Excerpt provided =

[Begin]

This file defines the generic machine intrinsics.
impl<M: Memory> Machine<M> {
#[specr::argmatch(intrinsic)]
fn eval_intrinsic(
&mut self,
intrinsic: Intrinsic,
arguments: List<(Value<M>, Type)>,
ret_ty: Type,
) -> NdResult<Value<M>> { .. }
}These helper functions simplify unit-returning intrinsics.
fn unit_value<M: Memory>() -> Value<M> {
Value::Tuple(list![])
}
fn unit_type() -> Type {
Type::Tuple { fields: list![], size: Size::ZERO, align: Align::ONE }
}We start with the Exit intrinsic.
impl<M: Memory> Machine<M> {
fn exit(&self) -> NdResult<!> {
// Check for memory leaks.
self.mem.leak_check()?;
// No leak found -- good, stop the machine.
throw_machine_stop!();
}
fn eval_intrinsic(
&mut self,
Intrinsic::Exit: Intrinsic,
arguments: List<(Value<M>, Type)>,
ret_ty: Type,
) -> NdResult<Value<M>> {
self.exit()?
}
}These are the PrintStdout and PrintStderr intrinsics.

[End]

Problems to work on =
a) Reproduce the intrinsics page from "fn unit_value<M: Memory>()" up to and including "the Exit intrinsic.", swapping "Tuple" for "Record" wherever it appears.
b) Put the entries from the line with "Where can the bell" up to and including the line with "Target: stone block" into a Markdown table with the columns Row and Line. Number each line in order and leave out blank lines.
The intrinsics page and the entries are unrelated to each other.

Raw records =
[Begin]

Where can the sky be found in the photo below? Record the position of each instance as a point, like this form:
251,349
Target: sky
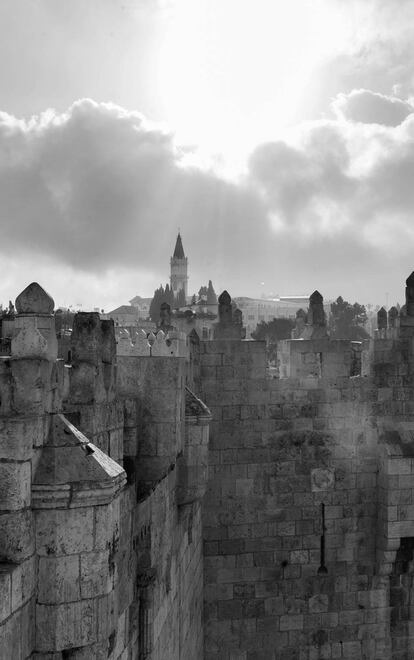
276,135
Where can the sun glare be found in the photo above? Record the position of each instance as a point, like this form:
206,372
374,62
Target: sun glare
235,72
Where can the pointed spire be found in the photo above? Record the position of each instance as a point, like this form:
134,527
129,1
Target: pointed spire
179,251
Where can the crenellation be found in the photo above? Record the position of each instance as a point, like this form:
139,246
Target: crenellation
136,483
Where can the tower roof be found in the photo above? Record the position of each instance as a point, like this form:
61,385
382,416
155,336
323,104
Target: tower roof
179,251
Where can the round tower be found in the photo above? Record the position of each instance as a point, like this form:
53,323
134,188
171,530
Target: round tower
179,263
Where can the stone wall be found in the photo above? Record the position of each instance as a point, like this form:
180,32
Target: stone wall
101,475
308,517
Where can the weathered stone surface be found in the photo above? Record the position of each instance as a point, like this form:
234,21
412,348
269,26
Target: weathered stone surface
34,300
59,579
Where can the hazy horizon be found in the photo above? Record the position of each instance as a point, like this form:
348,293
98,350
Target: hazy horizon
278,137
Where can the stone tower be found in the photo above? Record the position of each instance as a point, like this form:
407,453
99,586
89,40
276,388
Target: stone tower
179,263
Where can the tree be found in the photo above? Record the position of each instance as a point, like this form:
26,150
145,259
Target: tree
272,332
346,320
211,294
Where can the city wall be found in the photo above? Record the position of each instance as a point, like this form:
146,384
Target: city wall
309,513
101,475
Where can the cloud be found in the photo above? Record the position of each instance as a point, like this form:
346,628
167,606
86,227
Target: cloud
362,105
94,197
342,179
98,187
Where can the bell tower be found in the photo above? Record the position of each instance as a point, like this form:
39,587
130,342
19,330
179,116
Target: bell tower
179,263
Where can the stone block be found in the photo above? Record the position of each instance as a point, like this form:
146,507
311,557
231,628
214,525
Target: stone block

[End]
[Begin]

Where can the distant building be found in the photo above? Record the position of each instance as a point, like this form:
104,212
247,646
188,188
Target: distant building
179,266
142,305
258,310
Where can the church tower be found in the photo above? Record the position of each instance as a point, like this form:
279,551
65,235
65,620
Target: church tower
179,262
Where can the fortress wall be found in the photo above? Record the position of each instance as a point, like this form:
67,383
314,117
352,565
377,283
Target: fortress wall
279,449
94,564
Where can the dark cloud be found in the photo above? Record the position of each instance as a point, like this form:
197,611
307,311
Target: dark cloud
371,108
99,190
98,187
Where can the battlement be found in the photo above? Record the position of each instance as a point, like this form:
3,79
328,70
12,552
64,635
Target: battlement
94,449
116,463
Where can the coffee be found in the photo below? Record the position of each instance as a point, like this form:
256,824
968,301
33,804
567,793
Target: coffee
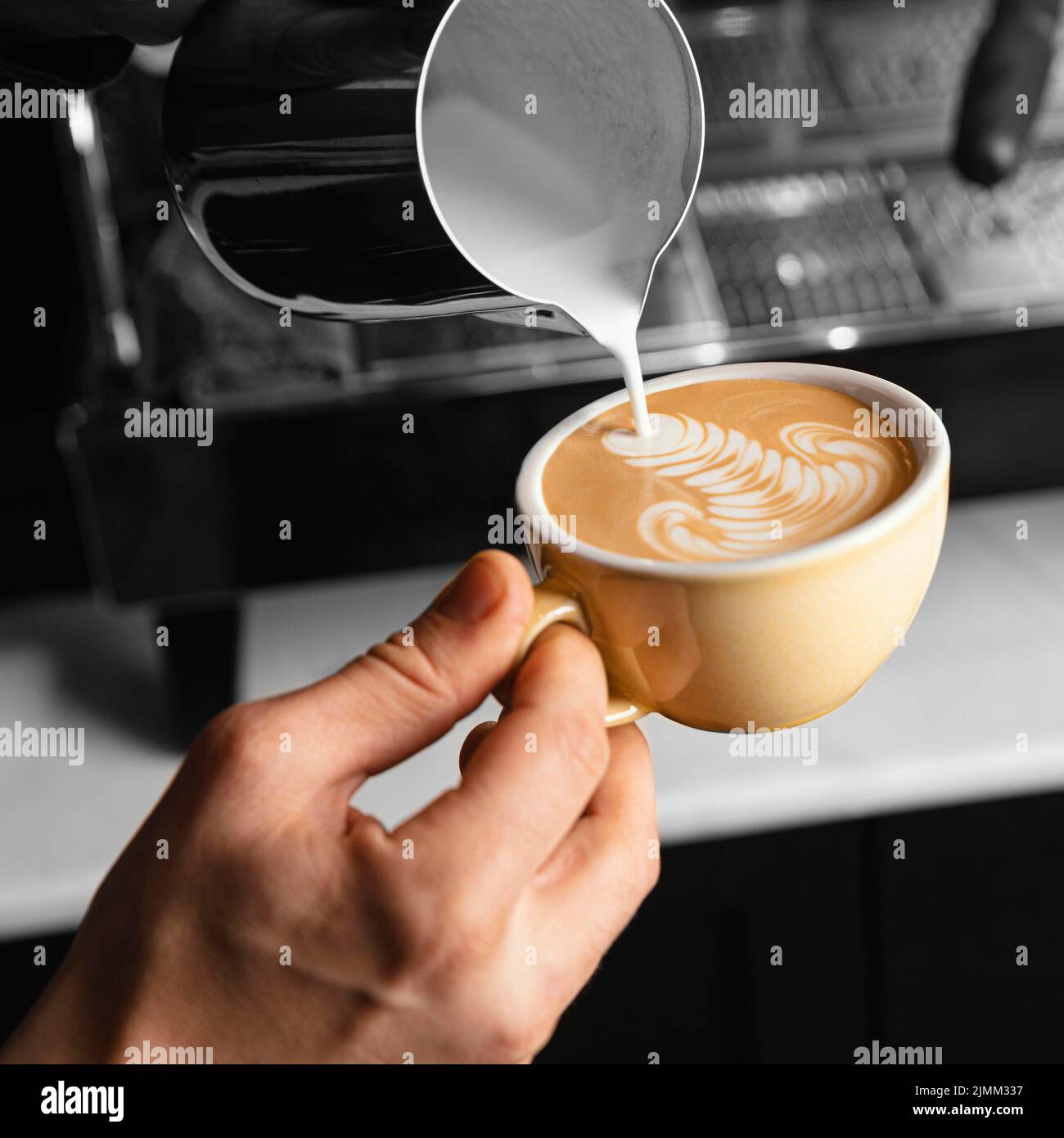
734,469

[End]

Expected answers =
a)
fn unit_value<M: Memory>() -> Value<M> {
Value::Record(list![])
}
fn unit_type() -> Type {
Type::Record { fields: list![], size: Size::ZERO, align: Align::ONE }
}We start with the Exit intrinsic.

b)
| Row | Line |
|---|---|
| 1 | Where can the bell tower be found in the photo above? Record the position of each instance as a point, like this form: |
| 2 | 39,587 |
| 3 | 130,342 |
| 4 | 19,330 |
| 5 | 179,116 |
| 6 | Target: bell tower |
| 7 | 179,263 |
| 8 | Where can the stone block be found in the photo above? Record the position of each instance as a point, like this form: |
| 9 | 146,507 |
| 10 | 311,557 |
| 11 | 231,628 |
| 12 | 214,525 |
| 13 | Target: stone block |